→ **PASSAGE PROVIDED**:
--------

I-San Special (, or Kuen pra chan tem doueng, literally Night of the Full Moon) is a 2002 Thai experimental independent drama film directed by Mingmongkol Sonakul and based on an idea by Apichatpong Weerasethakul. Set aboard a ramshackle inter-city bus traveling from Bangkok to Isan, the audio of a Thai radio soap opera is acted out by the passengers. However, when the bus stops, the drama of the passengers' normal lives is portrayed. Parallels are seen between the soap opera and reality in terms of the characters' social class.

Cast

 Mesini Kaewratri as Phenprapah
 Mark Salmon as Danny
 Phurida Vichitphan as Mathavee
 Suman Thepsatit as Kittichai
 Jennafee as Mali
 Wiwat Pakklong as Noi
 Songsak Sankam as Man
 Uraiwan Phochaitho as Kan
 Patchara Leaosrisuk as Pale woman
 Thaveesak Kenkam as Bus driver
 Satit Kosalak as Drunk man

Reception

Variety = "I-san Special" is a funhouse of fantastical dreams and desires, put across with lots of wit and charm aboard a ramshackle bus. Inasmuch as it's an expansion of an original idea by Apichatpong Weerasethakul ("Blissfully Yours"), it suggests a certain esprit de corps among Thai filmmakers reminiscent of the French New Wave.

--------

→ **COLLECTED MATERIAL**:
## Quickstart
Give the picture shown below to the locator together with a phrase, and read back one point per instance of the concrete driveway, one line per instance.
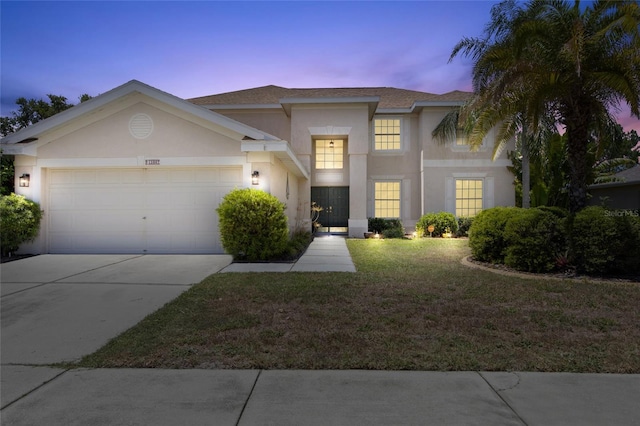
(57, 308)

--------

→ **WHAT YOU ARE ASKED TO DO**:
Reproduce the portion of the I-San Special passage beginning with the words "I-San Special (, or" and ending with "characters' social class.". Work only from the passage about the film I-San Special and set the lines aside.

→ **THE COMPLETED TASK**:
I-San Special (, or Kuen pra chan tem doueng, literally Night of the Full Moon) is a 2002 Thai experimental independent drama film directed by Mingmongkol Sonakul and based on an idea by Apichatpong Weerasethakul. Set aboard a ramshackle inter-city bus traveling from Bangkok to Isan, the audio of a Thai radio soap opera is acted out by the passengers. However, when the bus stops, the drama of the passengers' normal lives is portrayed. Parallels are seen between the soap opera and reality in terms of the characters' social class.